_TASK PROMPT:_ Begin at the line containing "task: trace the outline of the large" in the entries below and end at the line containing "task: trace the outline of the distant"; transcribe that range exactly and nothing outside it.

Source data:
━━━━━━━━
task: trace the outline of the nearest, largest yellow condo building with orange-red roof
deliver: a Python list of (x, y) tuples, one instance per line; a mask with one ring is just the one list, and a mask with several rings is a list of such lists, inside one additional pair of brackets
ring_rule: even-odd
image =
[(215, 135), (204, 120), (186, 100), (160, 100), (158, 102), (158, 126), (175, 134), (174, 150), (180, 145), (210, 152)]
━━━━━━━━
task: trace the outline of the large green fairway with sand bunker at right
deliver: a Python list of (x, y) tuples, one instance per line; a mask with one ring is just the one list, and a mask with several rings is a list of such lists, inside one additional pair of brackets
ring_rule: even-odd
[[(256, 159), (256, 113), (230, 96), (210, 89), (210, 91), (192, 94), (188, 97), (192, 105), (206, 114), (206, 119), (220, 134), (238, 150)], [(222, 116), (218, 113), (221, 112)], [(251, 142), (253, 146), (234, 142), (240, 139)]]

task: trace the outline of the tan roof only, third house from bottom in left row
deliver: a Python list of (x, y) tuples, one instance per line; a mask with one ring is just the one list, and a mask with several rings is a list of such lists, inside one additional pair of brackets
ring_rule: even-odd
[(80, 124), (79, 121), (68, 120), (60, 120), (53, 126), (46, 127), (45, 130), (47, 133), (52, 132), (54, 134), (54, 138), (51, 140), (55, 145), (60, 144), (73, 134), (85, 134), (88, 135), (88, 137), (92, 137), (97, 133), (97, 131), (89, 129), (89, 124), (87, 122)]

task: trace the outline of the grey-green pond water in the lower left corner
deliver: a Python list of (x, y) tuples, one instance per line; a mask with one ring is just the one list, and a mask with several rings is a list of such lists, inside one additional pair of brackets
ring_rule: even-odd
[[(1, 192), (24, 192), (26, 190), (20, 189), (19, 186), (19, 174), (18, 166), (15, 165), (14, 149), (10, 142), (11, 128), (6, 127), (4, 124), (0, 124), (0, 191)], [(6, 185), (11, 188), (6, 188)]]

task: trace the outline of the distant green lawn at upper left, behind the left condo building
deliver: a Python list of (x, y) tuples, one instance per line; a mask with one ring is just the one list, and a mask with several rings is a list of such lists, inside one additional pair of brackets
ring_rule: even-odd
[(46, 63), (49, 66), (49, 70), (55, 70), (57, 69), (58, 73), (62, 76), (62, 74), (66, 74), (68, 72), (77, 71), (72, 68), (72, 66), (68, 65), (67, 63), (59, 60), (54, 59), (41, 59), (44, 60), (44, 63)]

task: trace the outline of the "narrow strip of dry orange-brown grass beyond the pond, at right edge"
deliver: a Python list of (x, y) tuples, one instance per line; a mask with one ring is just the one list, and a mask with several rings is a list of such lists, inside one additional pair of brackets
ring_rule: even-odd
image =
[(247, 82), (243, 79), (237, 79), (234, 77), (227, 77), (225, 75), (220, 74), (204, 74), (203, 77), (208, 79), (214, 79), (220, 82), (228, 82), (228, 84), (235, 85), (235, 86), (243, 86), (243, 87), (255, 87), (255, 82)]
━━━━━━━━
_ANSWER TO THIS PROBLEM:_
task: trace the outline of the large green fairway with sand bunker at right
deliver: a Python list of (x, y) tuples, one instance per line; a mask with one ring is just the one list, and a mask with several rings is a list of such lists, inside one additional pair of brackets
ring_rule: even-odd
[[(256, 159), (256, 113), (230, 96), (210, 89), (210, 91), (192, 94), (188, 97), (192, 105), (206, 114), (206, 119), (220, 134), (238, 150)], [(222, 116), (218, 113), (221, 112)], [(251, 142), (253, 146), (234, 142), (240, 139)]]

task: trace the outline of the tan roof only, third house from bottom in left row
deliver: a Python list of (x, y) tuples, one instance per line; a mask with one ring is just the one list, and a mask with several rings is a list of such lists, inside one additional pair of brackets
ring_rule: even-odd
[(80, 124), (79, 121), (68, 120), (60, 120), (53, 126), (46, 127), (45, 130), (47, 133), (52, 132), (54, 134), (54, 138), (51, 140), (55, 145), (60, 144), (73, 134), (85, 134), (88, 135), (88, 137), (92, 137), (97, 133), (97, 131), (89, 129), (89, 124), (87, 122)]

task: trace the outline of the grey-green pond water in the lower left corner
deliver: a Python list of (x, y) tuples, one instance per line; a mask with one ring is just the one list, and a mask with several rings is a list of such lists, inside one additional pair of brackets
ring_rule: even-odd
[[(1, 192), (24, 192), (26, 190), (20, 189), (19, 186), (19, 174), (18, 166), (15, 165), (14, 149), (10, 142), (11, 128), (6, 127), (4, 124), (0, 124), (0, 191)], [(6, 185), (11, 188), (6, 188)]]

task: trace the outline of the distant green lawn at upper left, behind the left condo building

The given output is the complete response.